WHAT IS ASKED = Render the records below as a JSON list of strings, with one string for each line and any blank lines omitted.

ROWS =

****************

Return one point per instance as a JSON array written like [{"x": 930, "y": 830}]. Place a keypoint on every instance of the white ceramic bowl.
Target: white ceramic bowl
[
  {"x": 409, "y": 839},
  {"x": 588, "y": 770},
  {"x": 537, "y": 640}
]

****************

ANSWER =
[
  "Return one point per instance as a JSON array written like [{\"x\": 930, \"y\": 830}]. Place a keypoint on every instance of the white ceramic bowl.",
  "Target: white ceramic bowl",
  "[",
  "  {\"x\": 409, \"y\": 839},",
  "  {\"x\": 588, \"y\": 770},",
  "  {\"x\": 537, \"y\": 640}",
  "]"
]